** Brano fornito **
□ □ □

Tra i romanzi più importanti della letteratura europea del Novecento, ad opera di Carlo Levi, “Cristo si è fermato a Eboli” è un diario postumo sui due anni che l’autore trascorse in confino in Lucania tra il 1935 e il 1936. Nel marzo 1934 Levi venne arrestato per sospetta attività antifascista. L’anno successivo fu condannato all’esilio a Grassano, “un paese bianco in cima a un colle desolato”. E poi ad Aliano (da lui e dai locali chiamato Gagliano), che nel 1935 non era altro che una manciata di case isolate, affacciate sui calanchi.
Prima di iniziare il racconto vero e proprio, scritto tra il 1943 e il ‘44 e pubblicato da Einaudi nel 1945, Levi spiega al lettore il motivo per cui ha scelto di chiamare così il suo libro: “Cristo di è davvero fermato a Eboli, dove la strada e il treno abbandonano la costa di Salerno e il mare, e si addentrano nelle desolate terre di Lucania”.
Medico e pittore torinese, nato e cresciuto in un’agiata famiglia ebraica e attivo partecipante alla vita culturale e politica di quegli anni, quando raggiunge il Sud Italia fu costretto, almeno i primi tempi, a fare i conti con la noia. Ma pian piano inizia ad avvicinarsi a quel popolo a cui manca tutto, conquistandone la fiducia curando alcuni di loro dalla malaria. Levi si affeziona a quei luoghi dimenticati da Dio – e anche qui il titolo torna a sottolineare le condizioni di totale indigenza e la fine della civiltà (e della ferrovia, che si interrompeva bruscamente lungo la costa salernitana) – parlandone sempre con tono affettuoso e nostalgico.
Procedendo nella lettura, prende forma l’analisi che Levi fa del meridione, dall’arretratezza al brigantaggio, naturalmente reinterpretata alla luce della vicenda che l’autore ha vissuto in prima persona, ma non per questo meno puntuale. Un’analisi ricca di particolari nella quale fanno capolino stati d’animo e riflessioni personali dell’autore che arricchiscono di umanità e tolleranza un racconto stilisticamente assai vivido ancora oggi.

□ □ □

** Dati forniti **

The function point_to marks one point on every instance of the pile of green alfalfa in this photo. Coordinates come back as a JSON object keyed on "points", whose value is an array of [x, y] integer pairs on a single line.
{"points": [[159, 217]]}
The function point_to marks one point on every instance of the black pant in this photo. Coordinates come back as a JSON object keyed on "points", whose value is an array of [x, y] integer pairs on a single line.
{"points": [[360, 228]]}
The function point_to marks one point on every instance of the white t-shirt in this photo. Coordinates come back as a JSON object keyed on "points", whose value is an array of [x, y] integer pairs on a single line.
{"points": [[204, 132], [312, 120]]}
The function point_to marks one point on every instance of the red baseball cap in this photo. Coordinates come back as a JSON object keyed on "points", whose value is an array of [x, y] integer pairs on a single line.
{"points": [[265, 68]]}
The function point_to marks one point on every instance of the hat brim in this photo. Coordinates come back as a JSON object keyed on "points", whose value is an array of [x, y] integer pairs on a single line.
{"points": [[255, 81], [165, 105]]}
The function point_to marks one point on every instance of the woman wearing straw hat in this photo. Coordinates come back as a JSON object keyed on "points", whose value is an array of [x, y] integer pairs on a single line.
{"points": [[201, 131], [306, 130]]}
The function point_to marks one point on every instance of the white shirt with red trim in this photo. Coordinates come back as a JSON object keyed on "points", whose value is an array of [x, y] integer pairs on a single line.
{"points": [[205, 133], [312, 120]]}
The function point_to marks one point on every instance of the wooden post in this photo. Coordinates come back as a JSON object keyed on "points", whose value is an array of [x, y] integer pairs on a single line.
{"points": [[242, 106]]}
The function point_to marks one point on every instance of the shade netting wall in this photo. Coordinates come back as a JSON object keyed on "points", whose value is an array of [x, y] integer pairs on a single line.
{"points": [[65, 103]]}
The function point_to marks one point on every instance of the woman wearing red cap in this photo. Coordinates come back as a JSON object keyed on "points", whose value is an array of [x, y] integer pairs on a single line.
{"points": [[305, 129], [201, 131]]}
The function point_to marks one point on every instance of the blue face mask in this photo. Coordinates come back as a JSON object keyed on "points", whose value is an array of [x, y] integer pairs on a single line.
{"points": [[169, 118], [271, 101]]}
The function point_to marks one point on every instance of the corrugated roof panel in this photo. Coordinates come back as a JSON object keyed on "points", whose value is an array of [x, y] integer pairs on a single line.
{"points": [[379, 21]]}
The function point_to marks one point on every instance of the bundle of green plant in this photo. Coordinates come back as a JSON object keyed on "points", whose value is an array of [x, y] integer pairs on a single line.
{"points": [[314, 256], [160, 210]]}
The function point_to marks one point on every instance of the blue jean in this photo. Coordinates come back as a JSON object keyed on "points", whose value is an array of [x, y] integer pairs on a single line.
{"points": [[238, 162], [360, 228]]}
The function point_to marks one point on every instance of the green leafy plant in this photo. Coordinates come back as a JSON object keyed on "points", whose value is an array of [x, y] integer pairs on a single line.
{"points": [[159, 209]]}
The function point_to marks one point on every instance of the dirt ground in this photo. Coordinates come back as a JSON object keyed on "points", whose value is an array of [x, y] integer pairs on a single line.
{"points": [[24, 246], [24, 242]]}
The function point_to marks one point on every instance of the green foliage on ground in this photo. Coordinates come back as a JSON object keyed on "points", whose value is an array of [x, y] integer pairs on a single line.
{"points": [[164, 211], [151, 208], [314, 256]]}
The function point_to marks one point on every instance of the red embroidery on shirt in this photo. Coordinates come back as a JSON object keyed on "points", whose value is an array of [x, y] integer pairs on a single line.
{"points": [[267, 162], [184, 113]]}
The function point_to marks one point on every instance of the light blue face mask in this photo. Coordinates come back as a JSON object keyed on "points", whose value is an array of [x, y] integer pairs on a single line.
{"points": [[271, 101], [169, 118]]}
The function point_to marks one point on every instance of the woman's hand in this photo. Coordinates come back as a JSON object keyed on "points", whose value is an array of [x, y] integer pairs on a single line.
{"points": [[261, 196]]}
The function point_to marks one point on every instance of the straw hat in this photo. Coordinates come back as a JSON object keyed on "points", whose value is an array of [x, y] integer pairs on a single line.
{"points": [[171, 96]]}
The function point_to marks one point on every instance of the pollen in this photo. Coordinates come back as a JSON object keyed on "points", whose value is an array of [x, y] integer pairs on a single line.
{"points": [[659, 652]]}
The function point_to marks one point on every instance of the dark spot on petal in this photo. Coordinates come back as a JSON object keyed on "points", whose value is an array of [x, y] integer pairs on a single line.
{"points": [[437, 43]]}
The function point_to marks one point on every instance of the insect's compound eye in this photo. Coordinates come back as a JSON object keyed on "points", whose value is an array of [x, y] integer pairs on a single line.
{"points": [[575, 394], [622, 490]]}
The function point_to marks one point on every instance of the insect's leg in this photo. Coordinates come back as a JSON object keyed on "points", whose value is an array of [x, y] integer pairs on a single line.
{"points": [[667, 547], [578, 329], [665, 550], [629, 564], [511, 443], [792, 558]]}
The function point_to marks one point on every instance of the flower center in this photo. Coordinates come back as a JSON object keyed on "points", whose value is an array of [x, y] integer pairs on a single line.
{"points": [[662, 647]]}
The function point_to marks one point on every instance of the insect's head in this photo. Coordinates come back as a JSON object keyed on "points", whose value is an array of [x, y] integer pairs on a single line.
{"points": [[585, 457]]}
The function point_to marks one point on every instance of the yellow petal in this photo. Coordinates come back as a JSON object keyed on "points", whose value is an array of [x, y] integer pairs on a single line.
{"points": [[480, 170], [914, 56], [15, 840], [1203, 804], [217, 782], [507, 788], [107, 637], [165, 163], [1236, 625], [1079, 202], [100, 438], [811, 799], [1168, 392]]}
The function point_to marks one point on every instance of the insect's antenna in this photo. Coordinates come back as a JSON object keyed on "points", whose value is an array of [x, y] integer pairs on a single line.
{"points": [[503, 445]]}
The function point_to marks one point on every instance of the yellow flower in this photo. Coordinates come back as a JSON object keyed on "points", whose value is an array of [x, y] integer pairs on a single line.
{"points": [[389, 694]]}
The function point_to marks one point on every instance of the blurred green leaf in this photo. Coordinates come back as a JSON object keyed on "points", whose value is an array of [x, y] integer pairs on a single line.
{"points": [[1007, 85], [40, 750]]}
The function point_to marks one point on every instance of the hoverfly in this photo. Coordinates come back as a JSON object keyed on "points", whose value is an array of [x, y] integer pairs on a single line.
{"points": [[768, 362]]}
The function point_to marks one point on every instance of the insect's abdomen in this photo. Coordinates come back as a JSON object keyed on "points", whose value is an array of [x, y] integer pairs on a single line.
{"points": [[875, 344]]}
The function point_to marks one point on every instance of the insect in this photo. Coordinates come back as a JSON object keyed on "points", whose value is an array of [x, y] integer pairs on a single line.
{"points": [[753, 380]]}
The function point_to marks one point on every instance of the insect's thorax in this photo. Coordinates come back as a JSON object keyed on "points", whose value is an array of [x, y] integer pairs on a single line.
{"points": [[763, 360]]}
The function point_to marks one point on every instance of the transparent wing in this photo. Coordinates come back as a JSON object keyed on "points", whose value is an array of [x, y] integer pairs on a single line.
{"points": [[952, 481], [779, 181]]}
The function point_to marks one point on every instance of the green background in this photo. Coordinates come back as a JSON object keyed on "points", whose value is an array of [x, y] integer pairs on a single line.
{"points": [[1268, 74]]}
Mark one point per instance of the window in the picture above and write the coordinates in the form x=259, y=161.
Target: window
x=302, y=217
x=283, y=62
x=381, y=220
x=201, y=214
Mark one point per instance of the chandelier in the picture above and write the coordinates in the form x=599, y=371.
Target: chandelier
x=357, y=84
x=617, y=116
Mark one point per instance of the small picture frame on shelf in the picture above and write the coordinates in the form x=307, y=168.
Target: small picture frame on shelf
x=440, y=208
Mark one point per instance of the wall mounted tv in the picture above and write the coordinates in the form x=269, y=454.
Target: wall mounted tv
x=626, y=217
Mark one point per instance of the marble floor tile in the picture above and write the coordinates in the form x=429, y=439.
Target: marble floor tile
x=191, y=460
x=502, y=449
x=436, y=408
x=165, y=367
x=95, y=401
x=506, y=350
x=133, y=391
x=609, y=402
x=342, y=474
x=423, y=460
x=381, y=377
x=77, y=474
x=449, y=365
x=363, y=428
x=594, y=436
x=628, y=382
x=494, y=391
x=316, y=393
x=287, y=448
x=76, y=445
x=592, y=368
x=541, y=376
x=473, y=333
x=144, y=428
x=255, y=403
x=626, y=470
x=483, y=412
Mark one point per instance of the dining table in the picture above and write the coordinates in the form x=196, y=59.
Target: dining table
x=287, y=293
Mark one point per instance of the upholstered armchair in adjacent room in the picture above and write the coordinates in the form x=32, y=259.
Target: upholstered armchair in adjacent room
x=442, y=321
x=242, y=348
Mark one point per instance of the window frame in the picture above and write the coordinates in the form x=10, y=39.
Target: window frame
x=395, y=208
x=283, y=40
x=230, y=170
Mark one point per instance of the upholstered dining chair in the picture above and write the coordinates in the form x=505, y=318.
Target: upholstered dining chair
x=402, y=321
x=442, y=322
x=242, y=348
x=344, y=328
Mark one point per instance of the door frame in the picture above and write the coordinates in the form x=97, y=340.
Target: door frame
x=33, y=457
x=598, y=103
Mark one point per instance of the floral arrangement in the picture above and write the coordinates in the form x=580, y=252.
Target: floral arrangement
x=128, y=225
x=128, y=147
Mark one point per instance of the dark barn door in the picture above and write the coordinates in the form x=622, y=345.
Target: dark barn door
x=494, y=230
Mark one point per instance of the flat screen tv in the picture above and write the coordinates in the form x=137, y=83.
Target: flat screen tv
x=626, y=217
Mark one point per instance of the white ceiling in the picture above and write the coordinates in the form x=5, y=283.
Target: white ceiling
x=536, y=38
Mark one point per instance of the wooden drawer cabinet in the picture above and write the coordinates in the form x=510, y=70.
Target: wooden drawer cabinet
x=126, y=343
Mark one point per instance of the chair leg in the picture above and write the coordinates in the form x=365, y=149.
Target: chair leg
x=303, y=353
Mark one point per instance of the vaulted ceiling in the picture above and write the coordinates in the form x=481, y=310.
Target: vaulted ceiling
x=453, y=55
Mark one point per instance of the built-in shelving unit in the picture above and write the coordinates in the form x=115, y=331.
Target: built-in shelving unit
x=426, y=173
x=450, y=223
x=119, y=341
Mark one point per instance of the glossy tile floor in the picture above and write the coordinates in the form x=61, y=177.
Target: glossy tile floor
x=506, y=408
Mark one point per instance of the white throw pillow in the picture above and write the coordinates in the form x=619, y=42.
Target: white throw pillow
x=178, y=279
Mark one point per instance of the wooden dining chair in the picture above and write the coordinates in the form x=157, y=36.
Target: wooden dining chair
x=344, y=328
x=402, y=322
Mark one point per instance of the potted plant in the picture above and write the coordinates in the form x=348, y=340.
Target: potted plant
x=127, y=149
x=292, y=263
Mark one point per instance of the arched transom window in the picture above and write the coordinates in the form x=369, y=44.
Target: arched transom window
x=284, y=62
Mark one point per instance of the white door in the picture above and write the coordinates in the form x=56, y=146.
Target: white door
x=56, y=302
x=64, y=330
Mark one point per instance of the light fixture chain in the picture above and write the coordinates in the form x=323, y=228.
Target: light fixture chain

□ □ □

Estrai senza modifiche dal brano sul romanzo di Carlo Levi il tratto che va da «Procedendo nella lettura, prende» fino a «vivido ancora oggi.».

Procedendo nella lettura, prende forma l’analisi che Levi fa del meridione, dall’arretratezza al brigantaggio, naturalmente reinterpretata alla luce della vicenda che l’autore ha vissuto in prima persona, ma non per questo meno puntuale. Un’analisi ricca di particolari nella quale fanno capolino stati d’animo e riflessioni personali dell’autore che arricchiscono di umanità e tolleranza un racconto stilisticamente assai vivido ancora oggi.